BEGIN Document excerpt

Speaking to the RB109d Interview.
Given that the RB109d interview study guide problems have the same format, this article is a “top-down” strategy for more rote practice of a PEDAC process. More or less, the following is what I attempted.
Some of the first things you learn about in programming are loops and their use for iteration. What is a Loop? How is it used to iterate? If you don’t know and want to know, don’t read this article, do read this https://launchschool.com/books/ruby. If you are a well-seasoned programmer, take the TL;DR route or prepare to be bored out of your gourd. However, if you are in Launch School studying to take the Ruby 119/109d interview assessment, read on. Hopefully, boredom (but not to the point of frustration!) sets in with the following. Boredom was a sign that I was ready to schedule my interview assessment.
The Familiar
The fact that arrays and strings have indexed elements determines the kind of tool we need to look within those objects. One of those tools is iteration. Simple iteration allows us to look but not see the usefulness of elements. Nor their connection to other data. Seeing the relationships of indexed elements requires the lens of a pattern or the filter of a conditional. The familiar, Array#each, Array#select, Array#map, and whatever else we can shop around for in Ruby-Docs, enable us to apply a lens or filter. Having passed the written exam, you know this. I know this. But this is not good enough for the interview. Making my way through the interview study guide, it was clear that I did not have the syntactical proficiency for a PEDAC process to describe how to iterate through the examples in the Watch Others Code videos.
The instruction material for the written exam and practice problems are excellent at teaching you how to work with and maintain your sense of location when working with nested data. Working with nested data such as arrays within arrays, arrays with hashes, arrays with strings, and on and on, we learn it is critically important to know what scope a line of code has and what the current line of code is returning. But much of the Ruby 109d interview study guide practice is an examination of a flat array or a string. So, haven’t we learned everything we need of Ruby syntax to pass the 119/109d interview? The interview is just a PEDAC process to demonstrate what we already know, right? For me, kind of. While slow, I could show I had the know-how to do the Watch Others Code examples. But what else could there be?

END Document excerpt

:: Stated problem 1 ::
In the RB109d interview article, why did the author find that knowing the familiar methods, such as Array#each, Array#select, and Array#map, was not good enough for the interview? Reply in one to three sentences.
:: Stated problem 2 ::
Extract, word for word, the passage of the RB109d interview article from "Speaking to the" to "what I attempted.".
Base every answer on the RB109d interview article alone.

BEGIN Dataset section

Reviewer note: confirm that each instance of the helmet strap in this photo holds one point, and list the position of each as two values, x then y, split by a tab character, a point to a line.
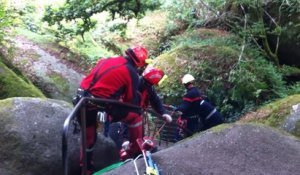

END Dataset section

:: Worked solution 1 ::
Working through the interview study guide made it clear to the author that they lacked the syntactical proficiency a PEDAC process needs to describe how to iterate through the examples in the Watch Others Code videos.

:: Worked solution 2 ::
Speaking to the RB109d Interview.
Given that the RB109d interview study guide problems have the same format, this article is a “top-down” strategy for more rote practice of a PEDAC process. More or less, the following is what I attempted.